**PROBLEM TO SOLVE**
Although the data below holds other lines too, output only those from the line with "If you could drop a marker on the car's shadow" up to and including the line with "If you could drop a marker on the exhaust", exactly as they appear.

**Source records**
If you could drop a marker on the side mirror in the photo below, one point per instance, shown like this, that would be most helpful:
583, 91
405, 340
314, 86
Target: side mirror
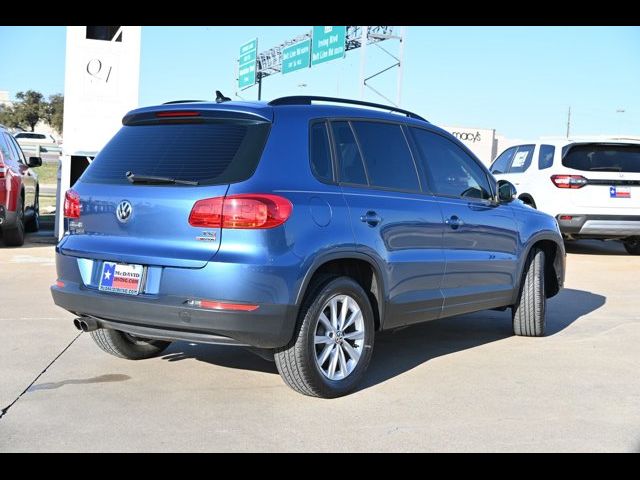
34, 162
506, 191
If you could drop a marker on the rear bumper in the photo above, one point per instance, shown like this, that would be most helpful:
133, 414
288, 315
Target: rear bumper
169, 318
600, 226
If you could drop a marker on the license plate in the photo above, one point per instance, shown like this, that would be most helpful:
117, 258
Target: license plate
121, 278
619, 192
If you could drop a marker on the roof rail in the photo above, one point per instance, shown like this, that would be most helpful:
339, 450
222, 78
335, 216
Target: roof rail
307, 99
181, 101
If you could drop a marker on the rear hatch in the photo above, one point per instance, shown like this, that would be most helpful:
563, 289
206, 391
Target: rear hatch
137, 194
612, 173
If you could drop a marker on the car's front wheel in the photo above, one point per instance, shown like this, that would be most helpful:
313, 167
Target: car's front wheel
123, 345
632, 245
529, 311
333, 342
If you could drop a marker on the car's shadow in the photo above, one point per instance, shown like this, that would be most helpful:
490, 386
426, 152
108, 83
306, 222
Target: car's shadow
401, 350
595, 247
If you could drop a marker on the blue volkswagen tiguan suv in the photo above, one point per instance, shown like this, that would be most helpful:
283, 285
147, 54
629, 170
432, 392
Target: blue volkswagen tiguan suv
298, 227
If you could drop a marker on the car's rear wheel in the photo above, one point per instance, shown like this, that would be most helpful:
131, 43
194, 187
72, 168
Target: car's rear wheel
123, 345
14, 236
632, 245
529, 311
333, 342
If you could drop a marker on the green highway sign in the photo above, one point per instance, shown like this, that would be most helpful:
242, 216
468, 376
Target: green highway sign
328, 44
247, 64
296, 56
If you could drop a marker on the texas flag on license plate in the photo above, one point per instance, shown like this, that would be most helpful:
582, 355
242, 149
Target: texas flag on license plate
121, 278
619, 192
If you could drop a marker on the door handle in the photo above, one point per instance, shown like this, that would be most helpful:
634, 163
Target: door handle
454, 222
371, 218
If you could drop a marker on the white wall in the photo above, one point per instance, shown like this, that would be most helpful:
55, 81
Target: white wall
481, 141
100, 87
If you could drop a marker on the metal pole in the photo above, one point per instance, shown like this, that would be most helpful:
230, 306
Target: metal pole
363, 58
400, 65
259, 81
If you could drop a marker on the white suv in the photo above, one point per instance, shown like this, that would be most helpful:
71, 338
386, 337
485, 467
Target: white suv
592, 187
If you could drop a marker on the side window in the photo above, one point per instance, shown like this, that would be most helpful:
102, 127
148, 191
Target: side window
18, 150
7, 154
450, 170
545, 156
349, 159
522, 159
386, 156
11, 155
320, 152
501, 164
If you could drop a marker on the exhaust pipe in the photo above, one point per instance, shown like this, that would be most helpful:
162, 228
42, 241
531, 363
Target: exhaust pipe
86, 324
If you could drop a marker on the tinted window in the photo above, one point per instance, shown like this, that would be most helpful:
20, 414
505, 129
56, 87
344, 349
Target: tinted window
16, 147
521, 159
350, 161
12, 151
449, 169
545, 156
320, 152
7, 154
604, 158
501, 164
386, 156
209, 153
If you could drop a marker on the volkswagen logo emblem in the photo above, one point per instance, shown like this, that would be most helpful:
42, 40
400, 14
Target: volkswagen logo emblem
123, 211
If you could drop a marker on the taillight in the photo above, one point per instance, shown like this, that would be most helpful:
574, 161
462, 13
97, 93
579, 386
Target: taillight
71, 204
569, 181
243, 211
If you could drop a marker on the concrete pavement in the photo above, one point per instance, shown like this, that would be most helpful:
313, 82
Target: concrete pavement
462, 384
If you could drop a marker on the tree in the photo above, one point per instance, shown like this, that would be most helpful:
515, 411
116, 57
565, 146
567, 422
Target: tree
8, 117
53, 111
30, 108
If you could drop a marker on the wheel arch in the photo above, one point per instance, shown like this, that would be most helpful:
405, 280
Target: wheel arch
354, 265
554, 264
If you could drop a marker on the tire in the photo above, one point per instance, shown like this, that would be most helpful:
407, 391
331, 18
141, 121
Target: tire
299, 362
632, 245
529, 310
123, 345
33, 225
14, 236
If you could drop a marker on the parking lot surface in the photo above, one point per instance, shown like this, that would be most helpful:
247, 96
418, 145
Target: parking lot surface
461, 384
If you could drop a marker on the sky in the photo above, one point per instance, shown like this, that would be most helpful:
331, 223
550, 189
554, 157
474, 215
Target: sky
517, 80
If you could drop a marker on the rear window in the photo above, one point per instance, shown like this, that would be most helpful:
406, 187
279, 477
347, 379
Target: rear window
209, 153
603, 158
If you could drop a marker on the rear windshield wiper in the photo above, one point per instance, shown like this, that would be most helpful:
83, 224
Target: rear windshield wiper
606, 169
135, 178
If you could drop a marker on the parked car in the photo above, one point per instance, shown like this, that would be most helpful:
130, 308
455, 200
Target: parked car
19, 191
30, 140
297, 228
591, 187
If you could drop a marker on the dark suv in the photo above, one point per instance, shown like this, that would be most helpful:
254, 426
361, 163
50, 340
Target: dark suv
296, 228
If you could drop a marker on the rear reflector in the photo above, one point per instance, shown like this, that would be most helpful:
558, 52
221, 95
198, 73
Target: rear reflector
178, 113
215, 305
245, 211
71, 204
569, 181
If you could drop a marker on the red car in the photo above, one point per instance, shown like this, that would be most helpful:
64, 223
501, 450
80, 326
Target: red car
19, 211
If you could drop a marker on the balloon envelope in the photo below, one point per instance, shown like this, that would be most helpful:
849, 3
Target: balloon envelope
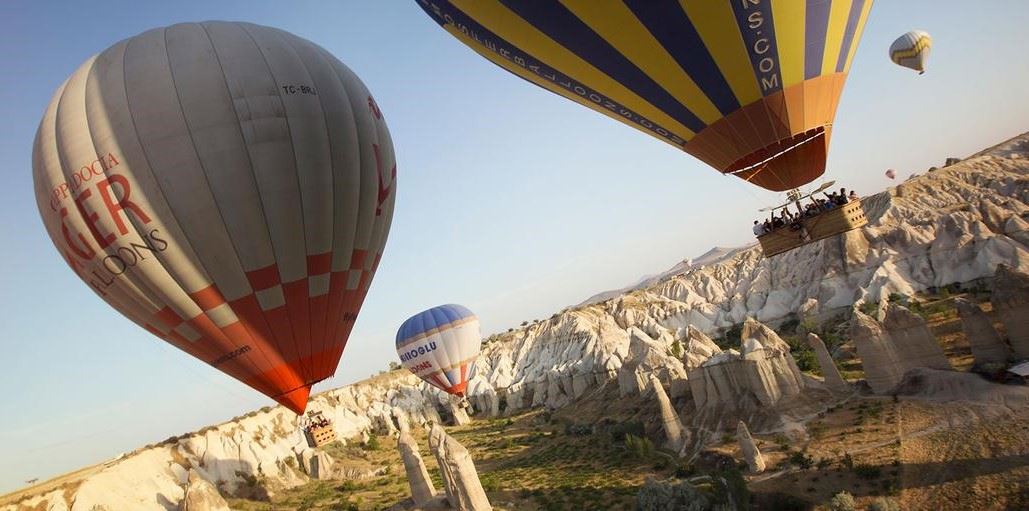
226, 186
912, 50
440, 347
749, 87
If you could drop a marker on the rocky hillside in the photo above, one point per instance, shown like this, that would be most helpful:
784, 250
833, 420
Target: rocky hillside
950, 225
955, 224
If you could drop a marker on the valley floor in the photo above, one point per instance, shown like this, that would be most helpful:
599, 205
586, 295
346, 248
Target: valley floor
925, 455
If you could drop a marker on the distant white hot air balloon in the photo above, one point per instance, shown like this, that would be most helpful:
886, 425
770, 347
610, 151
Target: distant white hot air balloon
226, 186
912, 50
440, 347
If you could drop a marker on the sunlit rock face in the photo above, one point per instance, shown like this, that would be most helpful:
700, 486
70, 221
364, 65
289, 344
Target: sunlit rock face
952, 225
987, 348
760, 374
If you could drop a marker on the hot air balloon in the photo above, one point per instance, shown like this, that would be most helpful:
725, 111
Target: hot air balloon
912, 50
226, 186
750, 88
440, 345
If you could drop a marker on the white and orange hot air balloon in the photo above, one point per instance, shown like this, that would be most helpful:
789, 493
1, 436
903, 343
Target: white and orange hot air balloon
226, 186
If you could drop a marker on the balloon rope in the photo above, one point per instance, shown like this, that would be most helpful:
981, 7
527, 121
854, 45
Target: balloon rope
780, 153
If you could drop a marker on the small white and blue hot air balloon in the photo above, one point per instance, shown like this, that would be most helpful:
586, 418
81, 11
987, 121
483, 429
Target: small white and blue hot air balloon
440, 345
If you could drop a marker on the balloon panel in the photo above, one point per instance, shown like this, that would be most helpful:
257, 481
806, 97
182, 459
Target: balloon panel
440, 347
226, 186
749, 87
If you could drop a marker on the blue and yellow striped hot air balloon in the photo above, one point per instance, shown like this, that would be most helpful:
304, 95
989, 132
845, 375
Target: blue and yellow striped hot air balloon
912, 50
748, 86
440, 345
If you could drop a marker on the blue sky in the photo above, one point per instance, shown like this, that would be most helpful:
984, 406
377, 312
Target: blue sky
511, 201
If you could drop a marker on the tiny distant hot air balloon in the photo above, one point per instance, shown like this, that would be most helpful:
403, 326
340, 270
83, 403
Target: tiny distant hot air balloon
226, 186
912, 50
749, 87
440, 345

==

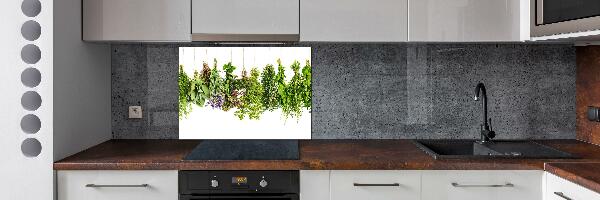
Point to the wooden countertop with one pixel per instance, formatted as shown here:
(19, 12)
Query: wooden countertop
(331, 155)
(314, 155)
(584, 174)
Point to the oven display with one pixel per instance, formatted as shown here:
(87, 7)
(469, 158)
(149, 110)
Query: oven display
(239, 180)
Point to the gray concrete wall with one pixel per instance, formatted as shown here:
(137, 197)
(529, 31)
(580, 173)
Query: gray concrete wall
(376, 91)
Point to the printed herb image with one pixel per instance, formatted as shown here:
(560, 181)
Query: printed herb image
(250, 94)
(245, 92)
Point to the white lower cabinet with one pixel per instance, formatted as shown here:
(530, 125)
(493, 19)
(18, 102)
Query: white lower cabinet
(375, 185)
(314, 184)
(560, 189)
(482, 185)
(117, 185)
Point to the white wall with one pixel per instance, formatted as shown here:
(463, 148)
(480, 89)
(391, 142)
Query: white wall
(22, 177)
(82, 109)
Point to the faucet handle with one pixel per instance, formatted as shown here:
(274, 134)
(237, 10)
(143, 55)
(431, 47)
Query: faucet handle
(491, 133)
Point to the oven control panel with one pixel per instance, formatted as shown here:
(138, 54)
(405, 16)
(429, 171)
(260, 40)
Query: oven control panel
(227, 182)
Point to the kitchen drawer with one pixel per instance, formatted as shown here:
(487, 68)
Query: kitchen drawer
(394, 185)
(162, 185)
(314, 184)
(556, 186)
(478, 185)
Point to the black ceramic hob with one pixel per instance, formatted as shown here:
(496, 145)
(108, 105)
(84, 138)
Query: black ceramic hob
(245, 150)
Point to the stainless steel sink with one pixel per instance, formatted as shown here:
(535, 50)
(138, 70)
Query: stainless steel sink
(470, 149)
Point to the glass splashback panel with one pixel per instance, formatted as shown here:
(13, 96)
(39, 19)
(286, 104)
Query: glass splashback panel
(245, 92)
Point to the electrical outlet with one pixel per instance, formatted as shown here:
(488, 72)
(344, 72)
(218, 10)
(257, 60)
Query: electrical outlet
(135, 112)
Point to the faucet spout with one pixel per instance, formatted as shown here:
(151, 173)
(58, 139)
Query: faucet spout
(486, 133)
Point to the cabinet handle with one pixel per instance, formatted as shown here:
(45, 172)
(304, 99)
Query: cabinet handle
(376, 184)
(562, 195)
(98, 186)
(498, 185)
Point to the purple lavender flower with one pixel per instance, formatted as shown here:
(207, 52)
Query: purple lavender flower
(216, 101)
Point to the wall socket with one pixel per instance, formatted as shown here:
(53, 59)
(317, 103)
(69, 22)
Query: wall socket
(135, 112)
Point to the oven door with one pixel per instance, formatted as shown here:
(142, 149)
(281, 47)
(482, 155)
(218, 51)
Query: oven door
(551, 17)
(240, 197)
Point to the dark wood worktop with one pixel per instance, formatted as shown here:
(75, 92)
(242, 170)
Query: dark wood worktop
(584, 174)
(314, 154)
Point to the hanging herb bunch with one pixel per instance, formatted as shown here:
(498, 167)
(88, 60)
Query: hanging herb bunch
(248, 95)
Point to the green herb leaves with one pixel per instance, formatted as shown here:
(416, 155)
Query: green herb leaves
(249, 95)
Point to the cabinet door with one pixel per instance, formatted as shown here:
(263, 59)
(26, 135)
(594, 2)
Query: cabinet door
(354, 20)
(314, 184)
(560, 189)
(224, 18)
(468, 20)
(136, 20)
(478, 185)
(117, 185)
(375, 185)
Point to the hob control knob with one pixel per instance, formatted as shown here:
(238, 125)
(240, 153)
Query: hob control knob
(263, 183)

**EXERCISE OUTPUT**
If you could drop a marker on the car's shadow in the photo above, one point per instance, shown like this, that would be most helpful:
490, 386
426, 152
108, 83
306, 222
Target: car's shadow
401, 350
595, 247
If you could drop a marker on the blue volkswagen tiguan suv in the photo above, one point per instance, shown like this, that would be most helpful:
283, 285
147, 54
629, 170
432, 392
Target: blue volkswagen tiguan suv
298, 227
If you could drop a marker on the car's rear wheel in the photo above, one point per instance, shown like this, that would be most helpful:
131, 43
194, 187
72, 168
Target: car's rear wheel
123, 345
14, 236
632, 245
529, 311
333, 342
If you could drop a marker on the green highway sign in the photo above, one point per instance, shown like this, that would be most helpful:
242, 216
468, 376
Target: green highway sign
328, 44
247, 64
296, 56
If you could drop a marker on the texas flag on license plate in the photo above, one point per instance, shown like this, that would be most helpful:
582, 355
242, 149
Target: texas flag on license plate
121, 278
619, 192
If you could drop a marker on the door handle in the photo above, one point per instance, shown like this, that would be most helpful:
634, 163
Target: door handle
454, 222
371, 218
If you could drop a marker on the white wall in the photo above, one point per instance, shown like this, that would be most helpful:
55, 81
Target: white wall
481, 141
100, 87
If you could drop a marker on the metal pole in the photo above, one point per instance, shown like this, that would be most helpful:
230, 306
Target: metal pole
363, 58
400, 65
259, 81
If you could drop a marker on the white suv in the photo above, one point per instance, shown like this, that would be most helpful:
71, 338
386, 337
485, 467
Target: white suv
592, 187
If you could drop a marker on the side window in the photo above, one point per instance, shown like this, that would be most helpful:
102, 127
148, 191
Target: side window
18, 150
7, 154
450, 170
545, 156
349, 159
522, 159
386, 156
11, 155
320, 152
501, 164
If you could drop a marker on the exhaust pipe in the photo above, one point per instance, shown like this, that would be most helpful:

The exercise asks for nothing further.